[Entries from a point annotation set]
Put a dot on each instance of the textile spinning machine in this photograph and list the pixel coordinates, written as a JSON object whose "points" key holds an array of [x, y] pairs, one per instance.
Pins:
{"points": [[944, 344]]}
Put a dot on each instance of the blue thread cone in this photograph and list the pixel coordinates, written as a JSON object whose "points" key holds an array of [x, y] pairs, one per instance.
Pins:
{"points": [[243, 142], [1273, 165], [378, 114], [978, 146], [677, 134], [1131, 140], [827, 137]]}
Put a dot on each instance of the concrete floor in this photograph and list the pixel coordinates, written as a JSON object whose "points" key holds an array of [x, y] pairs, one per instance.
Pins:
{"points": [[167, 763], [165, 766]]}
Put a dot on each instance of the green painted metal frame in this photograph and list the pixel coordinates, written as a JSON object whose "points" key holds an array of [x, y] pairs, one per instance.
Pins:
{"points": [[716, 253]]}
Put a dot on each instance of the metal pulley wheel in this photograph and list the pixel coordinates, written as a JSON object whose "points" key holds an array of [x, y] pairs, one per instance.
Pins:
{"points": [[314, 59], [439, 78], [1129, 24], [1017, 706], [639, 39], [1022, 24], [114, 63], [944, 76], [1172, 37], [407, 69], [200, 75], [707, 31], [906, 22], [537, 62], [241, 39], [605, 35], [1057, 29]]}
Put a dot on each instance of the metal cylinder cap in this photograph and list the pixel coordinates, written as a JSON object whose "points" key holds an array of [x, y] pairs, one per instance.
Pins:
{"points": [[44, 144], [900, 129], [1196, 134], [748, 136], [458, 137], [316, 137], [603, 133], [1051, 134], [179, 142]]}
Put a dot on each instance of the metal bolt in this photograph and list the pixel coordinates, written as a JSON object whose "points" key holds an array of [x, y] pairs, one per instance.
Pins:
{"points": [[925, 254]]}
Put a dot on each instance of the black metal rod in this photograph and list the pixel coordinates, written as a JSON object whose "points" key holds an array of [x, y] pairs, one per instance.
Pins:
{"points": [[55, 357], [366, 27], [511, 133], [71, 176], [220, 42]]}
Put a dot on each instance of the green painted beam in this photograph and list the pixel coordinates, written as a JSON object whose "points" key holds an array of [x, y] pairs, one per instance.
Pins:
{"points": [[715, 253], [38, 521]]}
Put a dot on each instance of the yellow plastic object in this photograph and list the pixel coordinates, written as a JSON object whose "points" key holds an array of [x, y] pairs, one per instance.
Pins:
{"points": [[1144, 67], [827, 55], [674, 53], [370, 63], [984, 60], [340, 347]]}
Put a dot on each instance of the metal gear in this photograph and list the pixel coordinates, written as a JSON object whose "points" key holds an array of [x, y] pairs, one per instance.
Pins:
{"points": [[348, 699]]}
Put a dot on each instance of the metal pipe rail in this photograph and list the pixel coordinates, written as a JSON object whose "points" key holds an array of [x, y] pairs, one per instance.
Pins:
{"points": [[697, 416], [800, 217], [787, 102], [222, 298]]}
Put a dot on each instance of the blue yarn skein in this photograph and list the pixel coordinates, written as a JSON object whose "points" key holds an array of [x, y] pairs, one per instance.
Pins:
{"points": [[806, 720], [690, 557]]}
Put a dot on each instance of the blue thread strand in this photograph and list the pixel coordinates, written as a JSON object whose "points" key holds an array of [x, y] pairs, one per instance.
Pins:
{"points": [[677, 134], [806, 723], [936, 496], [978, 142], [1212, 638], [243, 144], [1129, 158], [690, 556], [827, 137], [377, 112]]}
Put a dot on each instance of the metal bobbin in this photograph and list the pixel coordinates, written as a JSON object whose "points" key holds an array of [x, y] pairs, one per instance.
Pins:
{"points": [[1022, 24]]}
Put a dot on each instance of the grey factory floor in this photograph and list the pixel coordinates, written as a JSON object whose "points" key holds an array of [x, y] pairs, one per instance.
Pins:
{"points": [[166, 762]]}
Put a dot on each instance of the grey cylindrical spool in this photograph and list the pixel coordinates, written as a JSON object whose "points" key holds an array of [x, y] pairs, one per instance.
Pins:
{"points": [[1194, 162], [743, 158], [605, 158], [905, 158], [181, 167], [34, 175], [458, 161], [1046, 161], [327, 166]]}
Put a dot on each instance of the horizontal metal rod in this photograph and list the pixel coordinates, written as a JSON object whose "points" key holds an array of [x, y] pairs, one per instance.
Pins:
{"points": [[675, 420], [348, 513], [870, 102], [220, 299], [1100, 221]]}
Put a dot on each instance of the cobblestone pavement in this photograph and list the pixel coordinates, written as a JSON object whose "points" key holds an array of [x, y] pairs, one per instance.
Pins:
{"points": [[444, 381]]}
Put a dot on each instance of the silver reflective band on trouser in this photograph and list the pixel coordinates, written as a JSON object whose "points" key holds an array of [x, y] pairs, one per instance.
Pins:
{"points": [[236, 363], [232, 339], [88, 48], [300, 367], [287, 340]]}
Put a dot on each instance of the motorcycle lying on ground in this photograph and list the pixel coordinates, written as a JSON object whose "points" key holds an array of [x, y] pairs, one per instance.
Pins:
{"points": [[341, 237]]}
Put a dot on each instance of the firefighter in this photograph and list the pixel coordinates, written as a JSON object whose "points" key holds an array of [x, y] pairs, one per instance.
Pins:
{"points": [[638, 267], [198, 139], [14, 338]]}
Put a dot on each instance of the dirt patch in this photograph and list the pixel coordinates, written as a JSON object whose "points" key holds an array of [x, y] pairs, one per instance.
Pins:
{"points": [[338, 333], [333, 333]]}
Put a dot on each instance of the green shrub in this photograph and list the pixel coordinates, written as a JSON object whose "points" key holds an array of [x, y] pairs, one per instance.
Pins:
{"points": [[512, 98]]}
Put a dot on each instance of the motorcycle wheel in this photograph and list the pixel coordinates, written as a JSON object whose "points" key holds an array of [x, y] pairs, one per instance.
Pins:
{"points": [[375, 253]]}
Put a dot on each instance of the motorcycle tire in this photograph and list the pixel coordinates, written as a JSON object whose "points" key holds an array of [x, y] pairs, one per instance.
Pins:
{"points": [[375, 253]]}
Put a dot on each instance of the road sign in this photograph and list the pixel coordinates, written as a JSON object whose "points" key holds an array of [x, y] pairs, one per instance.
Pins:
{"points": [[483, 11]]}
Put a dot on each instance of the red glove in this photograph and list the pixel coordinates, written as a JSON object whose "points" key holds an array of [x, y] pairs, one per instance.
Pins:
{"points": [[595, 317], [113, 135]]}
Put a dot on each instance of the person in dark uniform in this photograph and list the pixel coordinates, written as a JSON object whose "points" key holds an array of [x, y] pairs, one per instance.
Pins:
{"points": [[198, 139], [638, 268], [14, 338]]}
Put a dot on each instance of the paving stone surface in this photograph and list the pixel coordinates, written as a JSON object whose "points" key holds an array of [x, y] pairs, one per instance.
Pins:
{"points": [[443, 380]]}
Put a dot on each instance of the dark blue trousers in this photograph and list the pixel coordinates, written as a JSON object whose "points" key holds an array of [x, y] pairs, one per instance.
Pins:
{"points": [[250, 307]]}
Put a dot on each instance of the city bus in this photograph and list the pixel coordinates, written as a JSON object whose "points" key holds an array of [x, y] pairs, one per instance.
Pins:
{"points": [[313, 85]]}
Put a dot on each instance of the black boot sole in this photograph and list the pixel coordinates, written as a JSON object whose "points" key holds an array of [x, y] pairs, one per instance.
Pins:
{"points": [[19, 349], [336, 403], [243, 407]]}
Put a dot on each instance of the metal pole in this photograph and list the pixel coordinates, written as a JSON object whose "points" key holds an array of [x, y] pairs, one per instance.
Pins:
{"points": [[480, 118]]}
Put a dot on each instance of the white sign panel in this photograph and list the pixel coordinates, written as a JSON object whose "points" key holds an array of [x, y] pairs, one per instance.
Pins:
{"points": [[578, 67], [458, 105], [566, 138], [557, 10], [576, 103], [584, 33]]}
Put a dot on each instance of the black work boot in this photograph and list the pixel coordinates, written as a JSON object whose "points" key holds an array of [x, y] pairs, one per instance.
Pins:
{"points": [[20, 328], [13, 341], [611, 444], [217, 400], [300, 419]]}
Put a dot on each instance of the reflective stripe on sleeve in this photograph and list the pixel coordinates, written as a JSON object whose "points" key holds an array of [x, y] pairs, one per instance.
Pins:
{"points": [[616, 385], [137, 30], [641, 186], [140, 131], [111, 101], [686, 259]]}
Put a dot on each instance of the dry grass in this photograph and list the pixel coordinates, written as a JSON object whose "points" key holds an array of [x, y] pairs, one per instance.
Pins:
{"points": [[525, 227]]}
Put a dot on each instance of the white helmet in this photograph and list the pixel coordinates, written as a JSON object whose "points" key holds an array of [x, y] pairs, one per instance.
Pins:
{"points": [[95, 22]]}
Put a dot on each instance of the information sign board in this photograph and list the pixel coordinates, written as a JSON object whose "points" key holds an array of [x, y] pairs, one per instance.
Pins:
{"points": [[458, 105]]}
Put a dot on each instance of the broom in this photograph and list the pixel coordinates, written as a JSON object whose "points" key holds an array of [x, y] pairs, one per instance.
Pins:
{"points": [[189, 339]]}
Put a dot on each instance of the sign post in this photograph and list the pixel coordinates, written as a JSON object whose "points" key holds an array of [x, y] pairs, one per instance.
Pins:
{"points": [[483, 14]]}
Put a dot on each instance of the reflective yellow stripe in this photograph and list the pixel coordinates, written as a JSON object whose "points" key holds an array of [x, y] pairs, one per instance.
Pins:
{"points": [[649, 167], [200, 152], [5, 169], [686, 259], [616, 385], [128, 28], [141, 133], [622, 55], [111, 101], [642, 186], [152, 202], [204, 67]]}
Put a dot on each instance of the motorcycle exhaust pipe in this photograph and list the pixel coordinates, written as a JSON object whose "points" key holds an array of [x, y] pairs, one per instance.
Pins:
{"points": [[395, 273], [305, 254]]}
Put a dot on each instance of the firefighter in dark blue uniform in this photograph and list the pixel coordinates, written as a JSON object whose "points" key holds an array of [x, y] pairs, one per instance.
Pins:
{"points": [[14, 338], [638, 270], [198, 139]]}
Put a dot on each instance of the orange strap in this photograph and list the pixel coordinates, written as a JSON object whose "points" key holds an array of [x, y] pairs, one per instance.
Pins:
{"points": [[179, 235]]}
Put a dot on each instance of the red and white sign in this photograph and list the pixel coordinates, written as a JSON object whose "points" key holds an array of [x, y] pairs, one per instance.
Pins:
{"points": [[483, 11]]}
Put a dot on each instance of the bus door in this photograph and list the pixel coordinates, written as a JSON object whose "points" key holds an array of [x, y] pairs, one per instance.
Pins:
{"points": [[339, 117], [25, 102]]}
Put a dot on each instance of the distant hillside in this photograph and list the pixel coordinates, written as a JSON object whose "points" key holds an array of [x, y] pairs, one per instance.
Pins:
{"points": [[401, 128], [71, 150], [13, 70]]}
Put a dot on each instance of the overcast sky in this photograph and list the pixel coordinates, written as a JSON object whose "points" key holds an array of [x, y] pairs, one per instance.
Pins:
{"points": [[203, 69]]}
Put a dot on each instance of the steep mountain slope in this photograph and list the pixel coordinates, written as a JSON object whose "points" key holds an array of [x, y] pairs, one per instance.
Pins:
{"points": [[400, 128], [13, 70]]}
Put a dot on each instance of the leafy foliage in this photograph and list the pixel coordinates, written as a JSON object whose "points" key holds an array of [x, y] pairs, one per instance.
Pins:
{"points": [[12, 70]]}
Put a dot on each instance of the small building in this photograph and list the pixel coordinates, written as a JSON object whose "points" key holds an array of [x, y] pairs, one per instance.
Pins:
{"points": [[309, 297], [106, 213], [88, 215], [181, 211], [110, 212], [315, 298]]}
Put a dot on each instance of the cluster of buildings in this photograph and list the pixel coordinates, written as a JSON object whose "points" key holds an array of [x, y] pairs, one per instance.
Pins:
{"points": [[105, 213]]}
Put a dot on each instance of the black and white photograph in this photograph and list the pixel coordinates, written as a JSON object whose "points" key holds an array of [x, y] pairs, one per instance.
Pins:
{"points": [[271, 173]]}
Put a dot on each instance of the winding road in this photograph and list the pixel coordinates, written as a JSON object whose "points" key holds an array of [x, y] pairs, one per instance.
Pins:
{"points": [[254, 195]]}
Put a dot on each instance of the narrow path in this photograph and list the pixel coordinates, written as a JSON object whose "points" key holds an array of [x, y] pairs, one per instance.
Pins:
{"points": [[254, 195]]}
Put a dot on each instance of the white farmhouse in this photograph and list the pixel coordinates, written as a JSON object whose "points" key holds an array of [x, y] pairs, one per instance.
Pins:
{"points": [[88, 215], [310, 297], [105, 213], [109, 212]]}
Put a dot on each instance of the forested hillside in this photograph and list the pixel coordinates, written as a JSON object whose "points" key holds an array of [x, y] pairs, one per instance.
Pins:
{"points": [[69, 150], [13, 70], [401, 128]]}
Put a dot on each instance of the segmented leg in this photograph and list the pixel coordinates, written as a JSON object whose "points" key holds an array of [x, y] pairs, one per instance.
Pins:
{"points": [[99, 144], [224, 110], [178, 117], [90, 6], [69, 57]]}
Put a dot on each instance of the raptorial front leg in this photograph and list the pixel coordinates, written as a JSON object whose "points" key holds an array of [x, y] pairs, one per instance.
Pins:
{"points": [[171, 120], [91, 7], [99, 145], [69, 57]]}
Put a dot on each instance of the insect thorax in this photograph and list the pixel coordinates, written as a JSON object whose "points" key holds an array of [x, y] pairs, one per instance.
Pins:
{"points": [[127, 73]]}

- EXERCISE PROMPT -
Everything from the line with "Put a dot on each instance of the segmented" to the end of the listing above needs to be duplicated exactly, both end lines included, with nothing more.

- SOLUTION TO THE EXERCISE -
Put a dot on each instance of the segmented leg in this photograph and list the pixel coordinates, written as a JSON object whose "points" key holds an array of [x, y] pairs, one per instance.
Pins:
{"points": [[99, 144], [224, 110], [178, 117], [90, 6], [69, 57]]}
Put a dot on each instance of the raptorial front leg in this photograph and list the pixel coordinates, written as a JSON object whose "points" key holds an array of [x, y] pairs, one per instance.
Pins:
{"points": [[171, 120], [91, 7], [99, 145], [69, 57]]}
Put a dot on each instance of the insect thorax in this photograph and list the pixel coordinates, written as a JSON object whose "points" key holds an array of [x, y] pairs, one per instance.
Pins:
{"points": [[127, 73]]}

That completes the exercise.